◆ **TASK TO CARRY OUT**: Reproduce verbatim the portion of the pandemic influenza guide from "7.2.1 Plan a" up to and including "roles and responsibilities.".

─── PASSAGE

Managing pandemic influenza in general practice

A guide for preparation, response and recovery
7.2 Leadership and coordination
☰ Table of contents

7.2.1 Plan a meeting and review roles

A team meeting for the practice should be scheduled when a pandemic alert is announced (during the standby stage). At this meeting, the practice’s pandemic plan should be reviewed and the pandemic leader should be appointed/verified. Appointment and/or verification of other roles depending on the practice size/plan, such as pandemic coordinator and/or communications coordinator should be clarified. All other staff should have a clear understanding of their roles and responsibilities.

Allocation of these roles will depend on the practice size and model. If it is a smaller practice, one person may be the pandemic leader and fulfil all ‘pandemic’ roles. Where possible, it may be valuable to have back-up staff in case the leader or coordinator is unable to work.

The members of the pandemic team should have remote computer access to the practice if possible.

7.2.2 Pandemic leader

The pandemic leader is responsible for the overall management of the practice’s pandemic response throughout the pandemic. This person needs a high level of skill, the ability to delegate and sound decision-making experience (eg. this person may be a senior GP clinician). The pandemic leader will provide direction regarding any modifications to day-to-day practice operations, staffing issues, and clinical policies and procedures with input from other team members. They will be responsible for making all final decisions.

──────
─── GIVEN ENTRIES

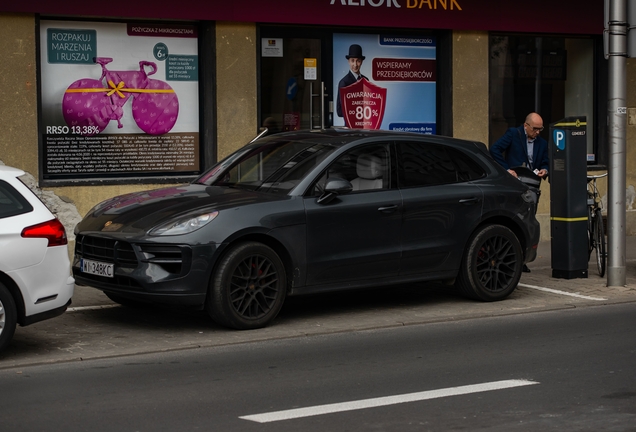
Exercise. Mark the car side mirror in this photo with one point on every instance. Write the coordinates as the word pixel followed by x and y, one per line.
pixel 335 186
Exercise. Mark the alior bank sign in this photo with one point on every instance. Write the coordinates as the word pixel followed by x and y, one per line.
pixel 548 16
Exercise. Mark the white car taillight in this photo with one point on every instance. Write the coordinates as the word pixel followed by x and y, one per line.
pixel 52 230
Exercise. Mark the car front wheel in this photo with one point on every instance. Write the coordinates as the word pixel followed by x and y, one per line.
pixel 8 317
pixel 248 288
pixel 491 266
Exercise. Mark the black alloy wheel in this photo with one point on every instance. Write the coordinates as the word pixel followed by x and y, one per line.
pixel 492 264
pixel 248 288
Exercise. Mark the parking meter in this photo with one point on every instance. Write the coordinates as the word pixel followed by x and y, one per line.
pixel 568 197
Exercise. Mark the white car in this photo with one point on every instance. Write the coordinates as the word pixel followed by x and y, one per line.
pixel 35 270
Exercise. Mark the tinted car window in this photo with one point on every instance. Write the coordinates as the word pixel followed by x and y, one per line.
pixel 11 202
pixel 276 167
pixel 425 164
pixel 467 168
pixel 367 168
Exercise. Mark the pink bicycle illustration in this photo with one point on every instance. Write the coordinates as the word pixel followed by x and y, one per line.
pixel 89 104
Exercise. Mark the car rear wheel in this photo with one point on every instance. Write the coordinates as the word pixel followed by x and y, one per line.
pixel 491 266
pixel 8 317
pixel 248 288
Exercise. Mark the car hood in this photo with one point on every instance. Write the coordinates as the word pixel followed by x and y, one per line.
pixel 141 211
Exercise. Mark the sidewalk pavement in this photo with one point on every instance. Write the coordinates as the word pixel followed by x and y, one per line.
pixel 94 327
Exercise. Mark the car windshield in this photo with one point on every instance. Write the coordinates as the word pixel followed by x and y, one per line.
pixel 275 166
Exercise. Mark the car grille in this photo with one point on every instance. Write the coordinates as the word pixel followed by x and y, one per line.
pixel 173 259
pixel 102 249
pixel 170 258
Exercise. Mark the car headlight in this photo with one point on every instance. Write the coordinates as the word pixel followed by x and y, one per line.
pixel 185 224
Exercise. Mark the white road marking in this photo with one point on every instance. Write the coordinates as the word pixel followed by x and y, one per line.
pixel 563 292
pixel 81 308
pixel 383 401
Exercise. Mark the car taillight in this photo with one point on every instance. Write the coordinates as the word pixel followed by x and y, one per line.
pixel 52 230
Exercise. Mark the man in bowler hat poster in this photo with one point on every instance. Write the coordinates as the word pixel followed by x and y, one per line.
pixel 355 59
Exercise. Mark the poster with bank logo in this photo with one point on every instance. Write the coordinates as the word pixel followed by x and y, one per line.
pixel 118 99
pixel 385 82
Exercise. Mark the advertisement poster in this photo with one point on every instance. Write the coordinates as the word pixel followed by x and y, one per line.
pixel 385 82
pixel 118 99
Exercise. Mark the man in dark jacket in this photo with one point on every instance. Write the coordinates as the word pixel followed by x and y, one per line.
pixel 355 59
pixel 523 146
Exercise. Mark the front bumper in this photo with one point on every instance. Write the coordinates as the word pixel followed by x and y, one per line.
pixel 151 272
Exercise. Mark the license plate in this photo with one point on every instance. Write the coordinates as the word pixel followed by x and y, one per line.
pixel 97 268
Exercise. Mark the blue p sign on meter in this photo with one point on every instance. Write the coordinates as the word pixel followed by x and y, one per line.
pixel 558 135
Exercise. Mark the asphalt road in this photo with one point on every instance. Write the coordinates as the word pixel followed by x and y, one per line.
pixel 561 370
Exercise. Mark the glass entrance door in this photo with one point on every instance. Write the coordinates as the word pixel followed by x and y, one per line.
pixel 292 87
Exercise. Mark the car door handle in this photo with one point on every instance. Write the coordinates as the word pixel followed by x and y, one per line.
pixel 388 209
pixel 469 201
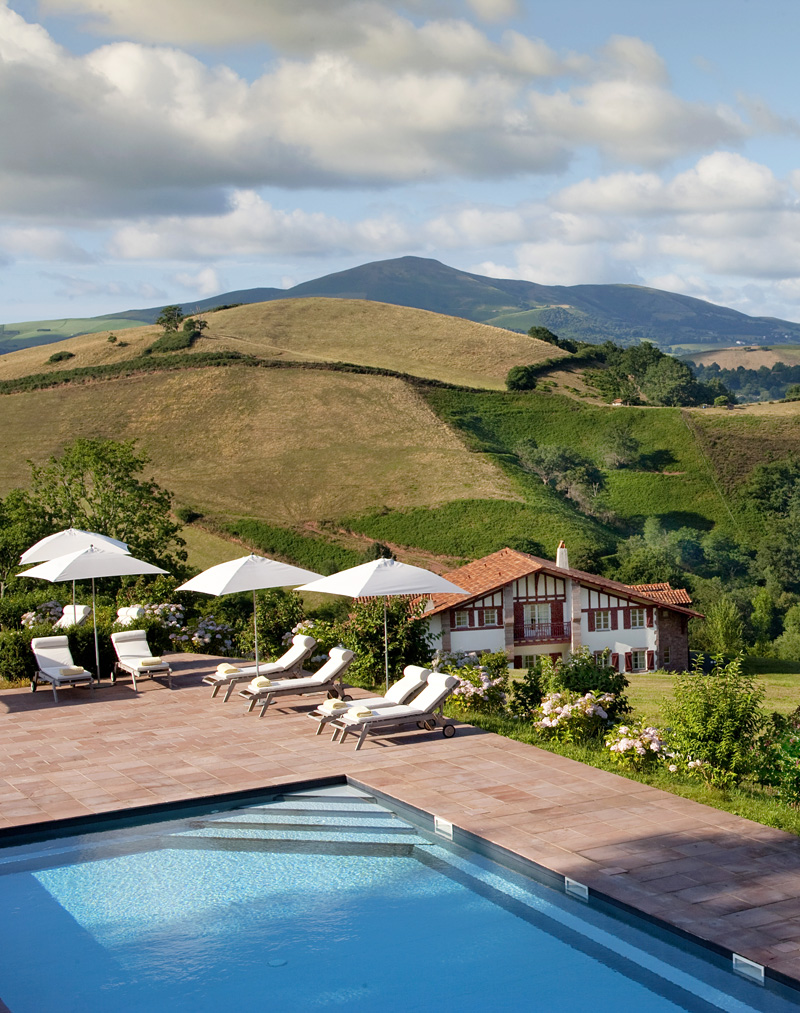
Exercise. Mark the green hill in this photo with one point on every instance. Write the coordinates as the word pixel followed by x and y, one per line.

──────

◆ **ANSWER BELOW**:
7.2.1 Plan a meeting and review roles

A team meeting for the practice should be scheduled when a pandemic alert is announced (during the standby stage). At this meeting, the practice’s pandemic plan should be reviewed and the pandemic leader should be appointed/verified. Appointment and/or verification of other roles depending on the practice size/plan, such as pandemic coordinator and/or communications coordinator should be clarified. All other staff should have a clear understanding of their roles and responsibilities.